-- Opening Marker --
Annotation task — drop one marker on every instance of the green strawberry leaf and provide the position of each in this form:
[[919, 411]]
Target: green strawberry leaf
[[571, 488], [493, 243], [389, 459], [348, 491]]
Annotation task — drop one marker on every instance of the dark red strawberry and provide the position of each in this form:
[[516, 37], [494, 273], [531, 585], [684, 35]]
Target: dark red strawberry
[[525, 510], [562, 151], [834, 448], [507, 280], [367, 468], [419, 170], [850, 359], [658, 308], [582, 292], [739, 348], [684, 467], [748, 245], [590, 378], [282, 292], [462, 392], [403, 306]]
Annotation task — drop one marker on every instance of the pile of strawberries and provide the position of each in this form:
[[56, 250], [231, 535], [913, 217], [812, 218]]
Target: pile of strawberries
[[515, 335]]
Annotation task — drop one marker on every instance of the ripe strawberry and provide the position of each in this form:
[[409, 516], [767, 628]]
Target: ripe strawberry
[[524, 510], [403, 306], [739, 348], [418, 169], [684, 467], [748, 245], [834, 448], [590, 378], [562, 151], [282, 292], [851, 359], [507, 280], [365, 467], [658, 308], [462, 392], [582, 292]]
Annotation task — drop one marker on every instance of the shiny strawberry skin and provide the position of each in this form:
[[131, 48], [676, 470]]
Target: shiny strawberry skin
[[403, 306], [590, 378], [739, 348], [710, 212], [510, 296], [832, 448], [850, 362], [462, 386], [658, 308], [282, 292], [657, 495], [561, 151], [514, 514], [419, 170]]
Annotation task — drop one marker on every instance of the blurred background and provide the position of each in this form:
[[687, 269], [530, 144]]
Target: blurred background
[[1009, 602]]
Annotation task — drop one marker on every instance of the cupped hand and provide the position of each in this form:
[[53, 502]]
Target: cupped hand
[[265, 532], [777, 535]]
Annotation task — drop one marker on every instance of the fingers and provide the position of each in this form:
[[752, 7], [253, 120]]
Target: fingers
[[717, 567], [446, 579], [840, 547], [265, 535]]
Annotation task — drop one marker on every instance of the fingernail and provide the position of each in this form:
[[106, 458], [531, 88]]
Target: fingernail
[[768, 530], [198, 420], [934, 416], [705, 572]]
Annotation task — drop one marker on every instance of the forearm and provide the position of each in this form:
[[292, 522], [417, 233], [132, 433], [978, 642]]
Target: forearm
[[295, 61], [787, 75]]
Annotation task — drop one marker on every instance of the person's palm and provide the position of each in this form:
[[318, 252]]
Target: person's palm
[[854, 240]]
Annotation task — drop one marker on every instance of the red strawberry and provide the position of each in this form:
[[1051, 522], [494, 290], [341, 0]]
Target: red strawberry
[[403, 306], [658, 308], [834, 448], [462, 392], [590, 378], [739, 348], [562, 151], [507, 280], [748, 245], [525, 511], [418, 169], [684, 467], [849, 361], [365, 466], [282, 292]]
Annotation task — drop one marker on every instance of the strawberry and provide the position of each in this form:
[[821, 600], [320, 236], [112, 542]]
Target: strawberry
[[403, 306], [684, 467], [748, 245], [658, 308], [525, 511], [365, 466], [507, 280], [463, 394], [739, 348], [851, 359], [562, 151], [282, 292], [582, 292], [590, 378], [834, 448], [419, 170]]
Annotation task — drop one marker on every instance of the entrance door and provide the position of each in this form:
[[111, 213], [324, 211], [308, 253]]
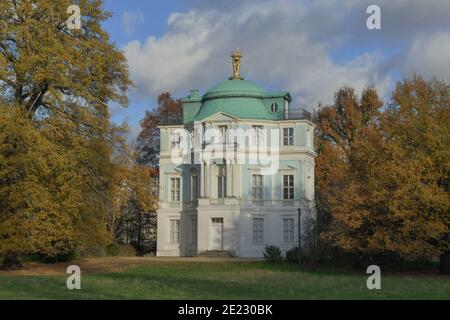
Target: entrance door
[[216, 235]]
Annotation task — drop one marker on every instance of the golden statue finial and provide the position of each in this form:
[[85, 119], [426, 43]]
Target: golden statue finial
[[236, 56]]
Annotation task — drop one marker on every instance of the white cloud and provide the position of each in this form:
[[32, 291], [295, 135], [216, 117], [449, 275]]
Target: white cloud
[[130, 21], [429, 56]]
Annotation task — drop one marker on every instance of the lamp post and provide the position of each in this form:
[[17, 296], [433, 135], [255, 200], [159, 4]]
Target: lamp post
[[299, 234]]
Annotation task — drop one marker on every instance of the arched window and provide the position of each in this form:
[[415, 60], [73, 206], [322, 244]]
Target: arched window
[[274, 107]]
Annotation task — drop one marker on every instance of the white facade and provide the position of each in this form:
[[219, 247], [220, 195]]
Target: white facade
[[236, 207]]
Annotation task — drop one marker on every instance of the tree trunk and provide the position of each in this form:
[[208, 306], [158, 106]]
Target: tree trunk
[[11, 261], [444, 265]]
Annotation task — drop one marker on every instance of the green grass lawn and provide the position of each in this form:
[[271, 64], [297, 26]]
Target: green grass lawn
[[224, 280]]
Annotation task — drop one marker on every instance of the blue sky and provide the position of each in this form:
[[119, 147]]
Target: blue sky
[[310, 48]]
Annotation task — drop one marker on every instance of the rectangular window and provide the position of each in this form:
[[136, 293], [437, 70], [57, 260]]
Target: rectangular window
[[288, 187], [259, 135], [175, 189], [221, 182], [288, 230], [194, 188], [193, 231], [223, 134], [257, 187], [221, 187], [174, 231], [288, 136], [258, 230]]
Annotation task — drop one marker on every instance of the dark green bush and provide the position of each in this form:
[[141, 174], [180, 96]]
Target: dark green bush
[[272, 254]]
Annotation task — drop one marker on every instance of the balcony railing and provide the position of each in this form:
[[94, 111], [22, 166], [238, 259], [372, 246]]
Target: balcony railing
[[231, 202]]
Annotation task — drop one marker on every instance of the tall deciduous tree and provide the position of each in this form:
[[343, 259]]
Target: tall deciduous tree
[[39, 191], [62, 80], [168, 111], [386, 189], [135, 203]]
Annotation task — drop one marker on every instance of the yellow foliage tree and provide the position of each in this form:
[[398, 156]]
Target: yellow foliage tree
[[390, 190]]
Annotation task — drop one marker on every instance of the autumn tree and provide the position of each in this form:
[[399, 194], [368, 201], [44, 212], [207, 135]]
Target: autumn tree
[[340, 128], [414, 174], [38, 191], [62, 80], [168, 112], [135, 203]]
-- Closing Marker --
Output a faithful copy of the data, with each picture left out.

> **Solution for this exercise**:
Annotation task — drop one marker on every instance of the green strawberry leaf and provide the position of each in this form:
[[919, 411]]
Target: green strawberry leaf
[[571, 488], [493, 243], [389, 459], [348, 491]]
Annotation task — drop one marker on every instance of the dark red strawberry and provide the position of each in this form:
[[516, 37], [494, 273], [531, 585], [684, 35]]
Target: dark red strawberry
[[525, 510], [562, 151], [834, 448], [507, 280], [367, 468], [419, 170], [850, 359], [658, 308], [582, 292], [739, 348], [684, 467], [748, 245], [590, 378], [282, 292], [462, 392], [403, 306]]
Annotation task — drop one marker on every instance of the pile of strawberries and provide the position of each in this form:
[[56, 250], [231, 535], [913, 217], [812, 218]]
Target: pile of strawberries
[[515, 335]]
Annotation task — drop one marker on every instance of the ripe strawberry and provide the position of each in this form:
[[409, 516], [767, 628]]
Target: ripe strawberry
[[524, 510], [403, 306], [739, 348], [418, 169], [684, 467], [748, 245], [834, 448], [590, 378], [562, 151], [282, 292], [851, 359], [507, 280], [365, 467], [658, 308], [462, 392], [582, 292]]
Annotation task — drop one marker on every instance of the shiny strawberry skin and provide the position of each in this form:
[[131, 48], [676, 470]]
Target: shiny strawberry skin
[[403, 306], [590, 378], [739, 348], [710, 212], [510, 296], [832, 448], [850, 362], [462, 386], [658, 308], [282, 292], [657, 495], [561, 151], [514, 514], [419, 170]]
Annotation task — drop one marker on every instance of the blurred background and provide the position of each in this form:
[[687, 269], [530, 144]]
Target: blurred background
[[1009, 602]]
Annotation task — drop one marker on every instance of the cupped hand and provide the position of each in this form:
[[53, 502]]
Target: cupped hand
[[265, 532], [777, 535]]
Annotation task — drop one marker on every instance of the fingers and provide the position of each in this form:
[[752, 7], [253, 120]]
Target: fingers
[[717, 567], [446, 579], [840, 547], [265, 535]]
Annotation task — drop one marker on every instance of the fingernail and provide the position of each in this form:
[[106, 458], [531, 88]]
Target: fingernail
[[768, 530], [198, 420], [934, 416], [705, 572]]
Annotation task — drop one marker on every instance of the forearm and provide the position of each in this form:
[[292, 522], [417, 233], [132, 433], [978, 642]]
Target: forearm
[[295, 61], [787, 75]]
Annotation task — drop one marker on every instance of the person's palm and provide the position of each in this form:
[[318, 252]]
Target: person's palm
[[854, 240]]
Annotation task — drop one marker on every instance of the red strawberry and provide the position of each in this form:
[[1051, 522], [494, 290], [341, 0]]
Target: red strawberry
[[403, 306], [658, 308], [834, 448], [462, 392], [590, 378], [739, 348], [562, 151], [507, 280], [748, 245], [525, 511], [418, 169], [684, 467], [849, 361], [365, 466], [282, 292]]
Annotation task — drop one marker on every instance of the strawberry and provide the position of each in this form:
[[821, 600], [320, 236], [112, 542]]
Target: strawberry
[[403, 306], [684, 467], [748, 245], [658, 308], [525, 511], [365, 466], [507, 280], [463, 394], [739, 348], [851, 359], [562, 151], [282, 292], [582, 292], [590, 378], [834, 448], [419, 170]]
Annotation task — drop one marker on every instance of the entrance door and provide the position of each in this form:
[[111, 213], [324, 211], [308, 253]]
Target: entrance door
[[216, 235]]
Annotation task — drop one marker on every instance of the golden statue finial and provide the position of each in this form:
[[85, 119], [426, 43]]
Target: golden statue finial
[[236, 56]]
Annotation task — drop one marker on every instance of the white cloud and provide the position of each in this form:
[[32, 291], [295, 135], [216, 117], [449, 275]]
Target: white cloud
[[130, 21], [429, 56]]
Annotation task — drop one marker on every instance of the lamp post and provide the position of each in this form:
[[17, 296], [433, 135], [255, 200], [159, 4]]
Target: lamp post
[[299, 234]]
Annotation task — drop one marker on every instance of the arched window and provide the position of each in this form:
[[415, 60], [73, 206], [322, 244]]
Target: arched window
[[274, 107]]
Annotation task — drop one marker on every instance of the white facade and provide the position of each in this form:
[[219, 247], [220, 195]]
Target: white facade
[[236, 207]]
Annotation task — drop one marker on every instance of the tree trunk and provide the position of each in this form:
[[208, 306], [158, 106]]
Target: tree trunk
[[11, 261], [444, 265]]
Annotation task — drop one marker on every instance of the green grass lawn and provide the position of each in this form:
[[271, 64], [297, 26]]
Target: green grass lawn
[[224, 280]]
Annotation task — drop one marker on every instance of the blue sky and provide the position of each in this form:
[[119, 147]]
Target: blue sky
[[310, 48]]
Annotation task — drop one marker on every instance of the rectangular window and provide the position of each in this form:
[[136, 293], [437, 70], [57, 260]]
Target: rectangular window
[[288, 187], [259, 135], [175, 189], [221, 182], [288, 230], [194, 188], [193, 231], [223, 134], [257, 187], [221, 187], [174, 231], [288, 136], [258, 230]]
Annotation task — drop one marker on every instance of the dark green bush and provide the position of each in this form:
[[141, 174], [180, 96]]
Target: dark green bush
[[272, 254]]
Annotation task — drop one marker on every instance of the balcony railing and provide the position of each in this form:
[[94, 111], [22, 166], [238, 259], [372, 246]]
Target: balcony railing
[[231, 202]]
Annotation task — drop one marker on every instance of the tall deciduous tree and provide the position of each in this form:
[[343, 259]]
Target: tall deciduous tree
[[39, 191], [62, 80], [168, 111], [386, 189], [135, 203]]
Annotation task — drop one marker on every instance of the yellow foliage tree and provide the position of each in this form:
[[398, 156]]
Target: yellow foliage tree
[[390, 190]]
Annotation task — drop one marker on every instance of the autumn tree and provide the position of each in this form:
[[399, 194], [368, 201], [44, 212], [207, 135]]
Target: autumn tree
[[340, 128], [414, 174], [38, 191], [62, 80], [168, 112], [135, 203]]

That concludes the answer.